AIM OF THE TASK:
Reproduce the records below word for word, starting at their first line and ending at the line that contains "x=653, y=302", with both of those lines included.

━━━━━━━━━━

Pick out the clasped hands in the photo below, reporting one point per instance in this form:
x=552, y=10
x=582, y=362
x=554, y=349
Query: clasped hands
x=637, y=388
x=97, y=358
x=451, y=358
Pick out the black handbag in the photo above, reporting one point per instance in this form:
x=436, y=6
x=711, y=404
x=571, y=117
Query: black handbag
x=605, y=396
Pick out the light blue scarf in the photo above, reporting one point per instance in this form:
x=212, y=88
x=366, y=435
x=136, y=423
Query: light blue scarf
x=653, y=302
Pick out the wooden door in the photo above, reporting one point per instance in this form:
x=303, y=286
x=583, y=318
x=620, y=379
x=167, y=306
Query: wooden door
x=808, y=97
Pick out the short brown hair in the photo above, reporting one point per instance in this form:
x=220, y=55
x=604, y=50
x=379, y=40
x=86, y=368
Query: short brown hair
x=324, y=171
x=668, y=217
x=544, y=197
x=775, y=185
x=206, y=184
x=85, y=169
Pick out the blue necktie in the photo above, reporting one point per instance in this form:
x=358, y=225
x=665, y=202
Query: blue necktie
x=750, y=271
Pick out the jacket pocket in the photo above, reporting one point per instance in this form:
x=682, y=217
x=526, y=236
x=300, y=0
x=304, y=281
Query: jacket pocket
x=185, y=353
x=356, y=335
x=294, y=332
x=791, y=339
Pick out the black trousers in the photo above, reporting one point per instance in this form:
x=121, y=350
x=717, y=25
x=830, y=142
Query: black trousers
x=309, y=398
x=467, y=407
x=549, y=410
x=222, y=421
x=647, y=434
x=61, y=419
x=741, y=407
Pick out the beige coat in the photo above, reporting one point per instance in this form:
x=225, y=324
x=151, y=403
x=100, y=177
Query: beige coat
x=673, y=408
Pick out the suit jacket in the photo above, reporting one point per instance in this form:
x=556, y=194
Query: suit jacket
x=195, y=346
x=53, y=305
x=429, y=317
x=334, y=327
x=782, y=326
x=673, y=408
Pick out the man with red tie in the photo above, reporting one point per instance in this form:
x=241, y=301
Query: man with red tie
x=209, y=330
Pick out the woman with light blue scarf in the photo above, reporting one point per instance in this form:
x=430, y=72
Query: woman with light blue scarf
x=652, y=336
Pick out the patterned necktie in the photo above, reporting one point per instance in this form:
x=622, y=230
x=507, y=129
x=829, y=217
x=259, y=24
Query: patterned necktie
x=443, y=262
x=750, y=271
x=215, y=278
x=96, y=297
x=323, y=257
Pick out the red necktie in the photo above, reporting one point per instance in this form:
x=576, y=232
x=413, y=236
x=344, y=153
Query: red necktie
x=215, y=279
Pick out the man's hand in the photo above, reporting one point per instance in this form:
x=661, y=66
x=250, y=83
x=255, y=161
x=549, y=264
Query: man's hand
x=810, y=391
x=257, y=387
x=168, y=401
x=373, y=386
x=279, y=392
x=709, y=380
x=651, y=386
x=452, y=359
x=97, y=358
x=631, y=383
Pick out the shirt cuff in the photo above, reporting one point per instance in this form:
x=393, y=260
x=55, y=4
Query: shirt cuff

━━━━━━━━━━

EXERCISE ANSWER:
Pick out the clasped hands in the photo below, reporting one point per instance in this form:
x=552, y=10
x=582, y=362
x=554, y=349
Query: clasped hands
x=637, y=388
x=97, y=358
x=451, y=358
Pick out the black handbag in the photo above, reporting one point per instance in this form:
x=436, y=6
x=711, y=404
x=571, y=117
Query: black handbag
x=605, y=396
Pick out the light blue scarf in the photo above, reporting one point per instance in this form:
x=212, y=88
x=366, y=435
x=136, y=423
Query: light blue scarf
x=653, y=302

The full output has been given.